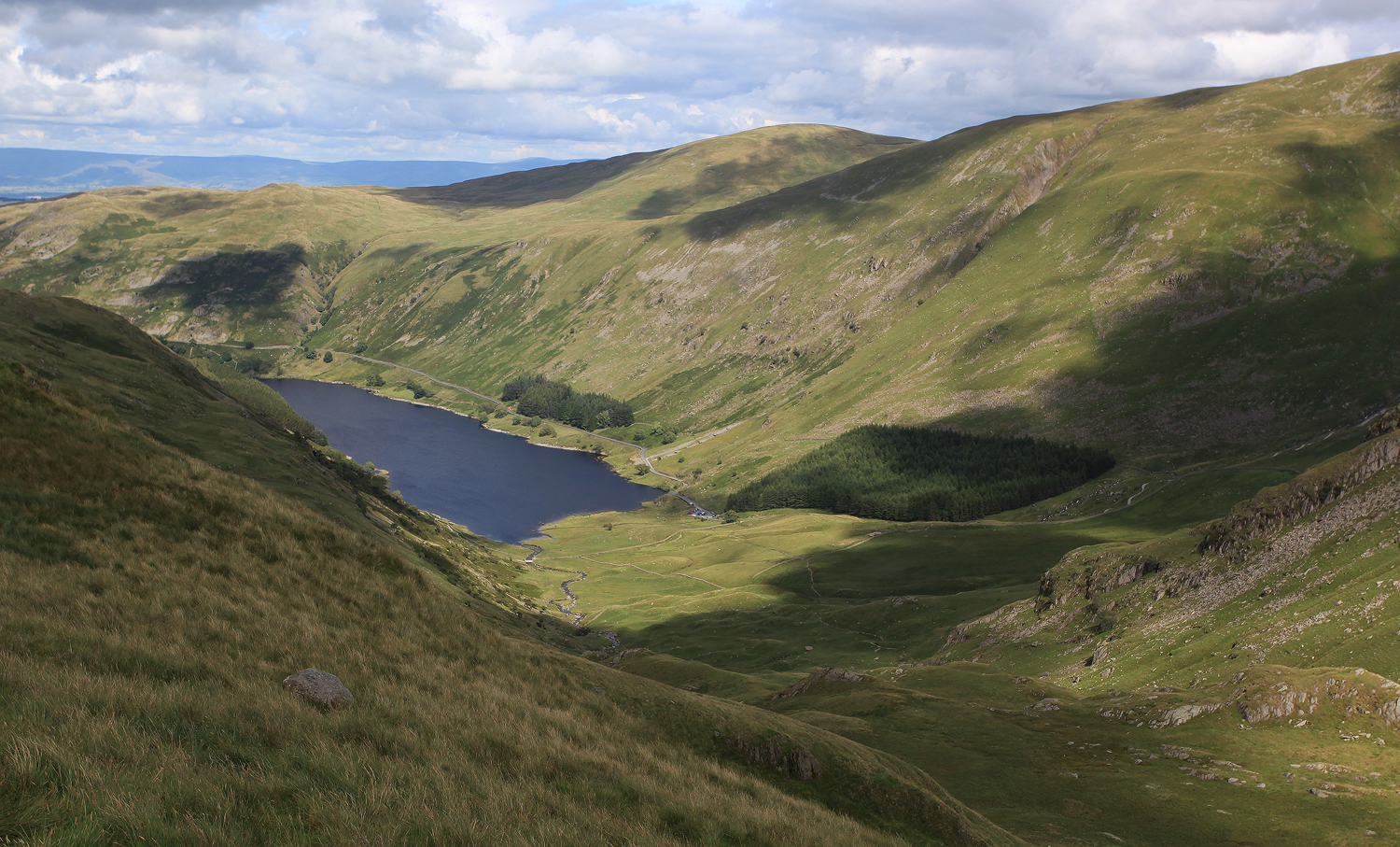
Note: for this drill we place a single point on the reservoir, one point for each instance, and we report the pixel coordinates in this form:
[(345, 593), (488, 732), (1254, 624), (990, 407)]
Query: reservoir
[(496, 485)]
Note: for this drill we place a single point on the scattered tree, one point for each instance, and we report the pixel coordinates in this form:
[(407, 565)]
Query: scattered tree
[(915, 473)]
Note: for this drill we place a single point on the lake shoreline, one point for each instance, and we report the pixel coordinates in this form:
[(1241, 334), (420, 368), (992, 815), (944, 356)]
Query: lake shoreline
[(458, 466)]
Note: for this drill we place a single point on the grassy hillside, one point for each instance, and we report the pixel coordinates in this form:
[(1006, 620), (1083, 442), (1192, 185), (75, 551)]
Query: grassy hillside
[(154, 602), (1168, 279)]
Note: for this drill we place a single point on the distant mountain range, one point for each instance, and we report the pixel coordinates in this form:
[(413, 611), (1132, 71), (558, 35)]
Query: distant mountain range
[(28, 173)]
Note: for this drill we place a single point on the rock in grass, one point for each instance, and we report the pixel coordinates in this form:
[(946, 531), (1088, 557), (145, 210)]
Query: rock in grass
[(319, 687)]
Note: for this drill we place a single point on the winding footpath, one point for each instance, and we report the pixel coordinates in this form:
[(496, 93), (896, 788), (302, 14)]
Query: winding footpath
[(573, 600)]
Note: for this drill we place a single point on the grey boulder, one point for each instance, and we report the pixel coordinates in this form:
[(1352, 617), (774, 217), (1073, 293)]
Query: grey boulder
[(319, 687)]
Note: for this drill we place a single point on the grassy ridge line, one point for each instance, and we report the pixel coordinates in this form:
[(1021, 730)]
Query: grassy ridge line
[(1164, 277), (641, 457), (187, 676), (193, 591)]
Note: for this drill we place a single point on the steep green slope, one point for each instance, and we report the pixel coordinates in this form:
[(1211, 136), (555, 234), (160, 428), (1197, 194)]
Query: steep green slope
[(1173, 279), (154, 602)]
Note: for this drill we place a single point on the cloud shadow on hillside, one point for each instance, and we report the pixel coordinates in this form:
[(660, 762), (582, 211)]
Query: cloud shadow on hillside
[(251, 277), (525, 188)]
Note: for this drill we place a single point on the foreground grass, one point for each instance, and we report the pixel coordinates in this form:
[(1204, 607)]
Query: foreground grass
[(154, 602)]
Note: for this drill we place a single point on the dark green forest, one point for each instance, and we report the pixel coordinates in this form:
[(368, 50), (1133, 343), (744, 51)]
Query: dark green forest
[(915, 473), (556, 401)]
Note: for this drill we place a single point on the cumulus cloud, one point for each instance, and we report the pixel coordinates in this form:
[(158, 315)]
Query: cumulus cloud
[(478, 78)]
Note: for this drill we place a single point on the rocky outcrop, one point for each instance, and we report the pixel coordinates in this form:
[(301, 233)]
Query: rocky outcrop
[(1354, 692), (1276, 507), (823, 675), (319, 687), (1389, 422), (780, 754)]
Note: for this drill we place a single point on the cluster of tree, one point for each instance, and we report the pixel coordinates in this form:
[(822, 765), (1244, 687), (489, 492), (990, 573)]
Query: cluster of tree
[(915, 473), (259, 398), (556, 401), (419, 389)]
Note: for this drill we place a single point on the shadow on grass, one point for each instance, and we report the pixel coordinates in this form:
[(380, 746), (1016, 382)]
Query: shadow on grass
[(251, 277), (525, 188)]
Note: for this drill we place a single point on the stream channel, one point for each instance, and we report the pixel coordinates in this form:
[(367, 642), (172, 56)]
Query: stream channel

******************************

__Try it__.
The lines from the start of the records above through the line that holds "on the lake" are to be copied exactly, both ends included, and no pictures are to be copied.

__Written answer__.
Note: for this drill we place a single point on the reservoir, one point for each instance, and we report the pixel coordinates in this form:
[(345, 593), (488, 732), (1254, 624), (990, 407)]
Query: reservoir
[(496, 485)]
Note: for this drill we place a single point on the scattered tree, one point for each instance, and we report the pixel coordinates in this form:
[(407, 565)]
Query: scattered tree
[(915, 473)]
Note: for this drill we place a single point on the lake shoreline, one point for each instance, and we report the pixel coordinates in this form:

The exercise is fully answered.